+++ DATA LISTING
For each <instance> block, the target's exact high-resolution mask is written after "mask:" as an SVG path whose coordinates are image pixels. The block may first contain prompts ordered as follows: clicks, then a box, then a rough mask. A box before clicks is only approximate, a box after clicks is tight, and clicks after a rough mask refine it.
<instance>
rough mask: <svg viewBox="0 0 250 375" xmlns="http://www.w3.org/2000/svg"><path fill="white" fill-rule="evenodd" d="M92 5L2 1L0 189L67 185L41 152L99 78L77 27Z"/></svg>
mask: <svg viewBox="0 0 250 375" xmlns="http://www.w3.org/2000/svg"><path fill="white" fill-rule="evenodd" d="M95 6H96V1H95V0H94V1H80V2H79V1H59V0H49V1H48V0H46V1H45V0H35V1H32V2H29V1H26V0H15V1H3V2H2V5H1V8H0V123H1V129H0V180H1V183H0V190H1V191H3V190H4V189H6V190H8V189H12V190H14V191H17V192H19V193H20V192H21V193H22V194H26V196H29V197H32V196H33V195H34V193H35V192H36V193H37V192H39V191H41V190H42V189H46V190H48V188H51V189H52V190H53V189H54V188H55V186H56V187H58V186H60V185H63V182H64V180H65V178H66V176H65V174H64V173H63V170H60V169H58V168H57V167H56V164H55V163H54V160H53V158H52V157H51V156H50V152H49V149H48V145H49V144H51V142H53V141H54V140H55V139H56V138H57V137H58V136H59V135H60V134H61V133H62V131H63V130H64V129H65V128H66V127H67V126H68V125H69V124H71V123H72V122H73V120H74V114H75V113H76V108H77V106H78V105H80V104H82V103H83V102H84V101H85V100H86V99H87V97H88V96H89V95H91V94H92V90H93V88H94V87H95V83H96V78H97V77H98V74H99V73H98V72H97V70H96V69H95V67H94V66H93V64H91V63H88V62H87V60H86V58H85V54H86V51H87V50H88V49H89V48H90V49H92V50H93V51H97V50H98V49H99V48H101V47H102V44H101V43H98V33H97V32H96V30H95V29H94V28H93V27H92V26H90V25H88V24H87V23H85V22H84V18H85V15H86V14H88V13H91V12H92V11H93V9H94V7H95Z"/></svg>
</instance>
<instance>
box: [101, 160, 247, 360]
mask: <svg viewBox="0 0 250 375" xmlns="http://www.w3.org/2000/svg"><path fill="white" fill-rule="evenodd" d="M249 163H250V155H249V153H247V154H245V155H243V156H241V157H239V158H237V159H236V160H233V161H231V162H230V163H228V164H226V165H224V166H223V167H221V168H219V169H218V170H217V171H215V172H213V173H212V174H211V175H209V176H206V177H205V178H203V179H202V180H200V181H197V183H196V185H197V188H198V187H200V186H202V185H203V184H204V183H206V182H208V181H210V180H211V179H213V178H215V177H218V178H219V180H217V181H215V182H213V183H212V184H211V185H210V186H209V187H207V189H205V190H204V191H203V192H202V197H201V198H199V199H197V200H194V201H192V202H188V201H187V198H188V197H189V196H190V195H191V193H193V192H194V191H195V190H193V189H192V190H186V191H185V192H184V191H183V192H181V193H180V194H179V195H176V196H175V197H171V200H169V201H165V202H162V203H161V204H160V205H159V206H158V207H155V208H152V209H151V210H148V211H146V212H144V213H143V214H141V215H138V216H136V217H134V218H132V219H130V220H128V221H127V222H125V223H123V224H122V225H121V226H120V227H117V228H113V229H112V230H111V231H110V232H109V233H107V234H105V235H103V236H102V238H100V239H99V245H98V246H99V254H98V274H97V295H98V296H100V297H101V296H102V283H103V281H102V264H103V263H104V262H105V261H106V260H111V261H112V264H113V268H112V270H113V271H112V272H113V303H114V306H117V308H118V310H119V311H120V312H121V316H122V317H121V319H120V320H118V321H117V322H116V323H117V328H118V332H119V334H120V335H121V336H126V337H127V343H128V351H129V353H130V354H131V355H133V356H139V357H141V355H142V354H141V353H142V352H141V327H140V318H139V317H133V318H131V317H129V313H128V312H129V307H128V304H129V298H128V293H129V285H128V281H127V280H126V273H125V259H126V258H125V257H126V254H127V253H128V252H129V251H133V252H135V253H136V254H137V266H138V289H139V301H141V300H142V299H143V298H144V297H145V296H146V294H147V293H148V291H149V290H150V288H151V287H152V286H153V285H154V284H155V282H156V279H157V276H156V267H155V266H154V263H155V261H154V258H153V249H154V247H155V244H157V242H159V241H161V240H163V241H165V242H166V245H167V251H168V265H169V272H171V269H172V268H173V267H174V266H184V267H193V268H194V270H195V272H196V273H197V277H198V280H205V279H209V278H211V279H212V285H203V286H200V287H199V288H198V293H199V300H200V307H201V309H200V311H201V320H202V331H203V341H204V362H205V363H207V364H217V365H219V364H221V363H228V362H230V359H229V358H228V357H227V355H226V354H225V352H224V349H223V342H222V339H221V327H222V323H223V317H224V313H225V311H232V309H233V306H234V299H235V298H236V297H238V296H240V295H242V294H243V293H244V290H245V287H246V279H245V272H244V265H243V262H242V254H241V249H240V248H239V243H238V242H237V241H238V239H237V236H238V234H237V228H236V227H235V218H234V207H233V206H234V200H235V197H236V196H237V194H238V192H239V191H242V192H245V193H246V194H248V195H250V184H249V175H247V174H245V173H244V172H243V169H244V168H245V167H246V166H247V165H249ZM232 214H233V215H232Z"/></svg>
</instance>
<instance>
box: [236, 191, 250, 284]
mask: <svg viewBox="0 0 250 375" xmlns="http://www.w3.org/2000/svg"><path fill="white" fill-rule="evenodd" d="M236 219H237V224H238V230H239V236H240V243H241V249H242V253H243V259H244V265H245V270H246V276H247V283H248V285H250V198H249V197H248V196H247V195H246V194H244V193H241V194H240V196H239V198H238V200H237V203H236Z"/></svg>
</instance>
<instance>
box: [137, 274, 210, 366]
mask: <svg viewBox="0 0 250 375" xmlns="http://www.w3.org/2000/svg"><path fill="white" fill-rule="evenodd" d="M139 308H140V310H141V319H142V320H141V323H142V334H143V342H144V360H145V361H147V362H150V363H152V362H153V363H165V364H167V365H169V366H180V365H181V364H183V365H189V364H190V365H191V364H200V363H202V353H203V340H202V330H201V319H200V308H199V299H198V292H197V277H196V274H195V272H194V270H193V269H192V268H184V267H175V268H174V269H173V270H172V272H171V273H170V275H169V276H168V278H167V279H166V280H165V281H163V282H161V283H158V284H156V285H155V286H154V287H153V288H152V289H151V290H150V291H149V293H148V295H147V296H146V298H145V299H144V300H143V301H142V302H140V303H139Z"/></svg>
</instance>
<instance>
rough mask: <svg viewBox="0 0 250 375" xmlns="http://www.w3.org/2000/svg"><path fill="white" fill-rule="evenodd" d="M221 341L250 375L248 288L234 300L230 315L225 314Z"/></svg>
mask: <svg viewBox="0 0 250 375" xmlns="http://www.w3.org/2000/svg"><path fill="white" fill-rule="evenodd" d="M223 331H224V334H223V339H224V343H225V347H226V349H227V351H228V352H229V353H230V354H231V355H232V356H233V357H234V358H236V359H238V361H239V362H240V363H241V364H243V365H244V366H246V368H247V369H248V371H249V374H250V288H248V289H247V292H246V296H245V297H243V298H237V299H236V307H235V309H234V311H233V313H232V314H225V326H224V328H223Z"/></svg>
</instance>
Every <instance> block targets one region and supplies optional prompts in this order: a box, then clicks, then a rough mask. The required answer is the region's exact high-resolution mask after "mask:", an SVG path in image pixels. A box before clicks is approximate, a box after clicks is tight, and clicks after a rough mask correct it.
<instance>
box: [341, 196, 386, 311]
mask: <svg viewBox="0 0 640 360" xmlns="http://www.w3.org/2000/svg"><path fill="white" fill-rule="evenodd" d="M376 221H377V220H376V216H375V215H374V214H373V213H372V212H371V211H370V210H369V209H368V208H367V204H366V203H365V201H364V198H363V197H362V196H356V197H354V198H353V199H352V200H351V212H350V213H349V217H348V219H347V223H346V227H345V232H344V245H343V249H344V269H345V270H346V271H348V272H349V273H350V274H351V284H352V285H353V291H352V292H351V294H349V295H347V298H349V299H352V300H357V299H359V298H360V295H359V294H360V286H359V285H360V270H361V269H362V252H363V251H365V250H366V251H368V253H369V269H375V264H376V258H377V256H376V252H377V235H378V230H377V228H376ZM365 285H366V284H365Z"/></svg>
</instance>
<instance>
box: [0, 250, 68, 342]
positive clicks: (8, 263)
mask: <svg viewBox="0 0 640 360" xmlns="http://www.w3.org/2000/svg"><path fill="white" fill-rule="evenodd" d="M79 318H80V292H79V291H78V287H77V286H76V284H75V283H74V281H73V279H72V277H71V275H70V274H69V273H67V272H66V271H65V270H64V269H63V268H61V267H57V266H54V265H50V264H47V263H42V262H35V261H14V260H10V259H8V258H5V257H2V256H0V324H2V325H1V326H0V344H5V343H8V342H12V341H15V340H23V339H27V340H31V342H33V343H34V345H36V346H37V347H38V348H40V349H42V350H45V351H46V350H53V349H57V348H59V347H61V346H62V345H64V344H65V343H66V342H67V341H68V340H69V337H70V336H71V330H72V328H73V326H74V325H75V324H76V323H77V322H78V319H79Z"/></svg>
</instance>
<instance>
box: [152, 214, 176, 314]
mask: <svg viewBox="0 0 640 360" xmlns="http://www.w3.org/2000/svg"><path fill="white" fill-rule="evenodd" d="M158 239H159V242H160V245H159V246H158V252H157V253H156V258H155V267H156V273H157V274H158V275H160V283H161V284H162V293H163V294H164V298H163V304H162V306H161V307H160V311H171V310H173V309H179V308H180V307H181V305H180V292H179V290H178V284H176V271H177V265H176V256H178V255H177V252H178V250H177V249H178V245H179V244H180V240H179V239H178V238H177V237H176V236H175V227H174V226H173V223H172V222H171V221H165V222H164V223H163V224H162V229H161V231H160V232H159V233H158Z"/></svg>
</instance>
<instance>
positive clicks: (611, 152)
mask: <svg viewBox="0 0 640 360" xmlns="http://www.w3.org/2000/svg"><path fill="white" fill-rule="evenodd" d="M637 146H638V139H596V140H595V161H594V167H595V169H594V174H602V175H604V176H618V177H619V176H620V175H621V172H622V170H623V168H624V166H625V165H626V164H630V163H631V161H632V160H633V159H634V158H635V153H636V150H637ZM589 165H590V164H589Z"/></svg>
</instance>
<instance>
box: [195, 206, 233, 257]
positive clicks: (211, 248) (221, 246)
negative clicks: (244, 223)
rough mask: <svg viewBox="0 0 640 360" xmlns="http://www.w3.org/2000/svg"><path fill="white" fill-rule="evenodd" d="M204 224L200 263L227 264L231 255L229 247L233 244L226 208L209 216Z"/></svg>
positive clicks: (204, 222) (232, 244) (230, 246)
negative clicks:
++++++
WORK INSTRUCTIONS:
Take every line above that includes the string "negative" and return it.

RESPONSE TO THE TASK:
negative clicks: (244, 223)
negative clicks:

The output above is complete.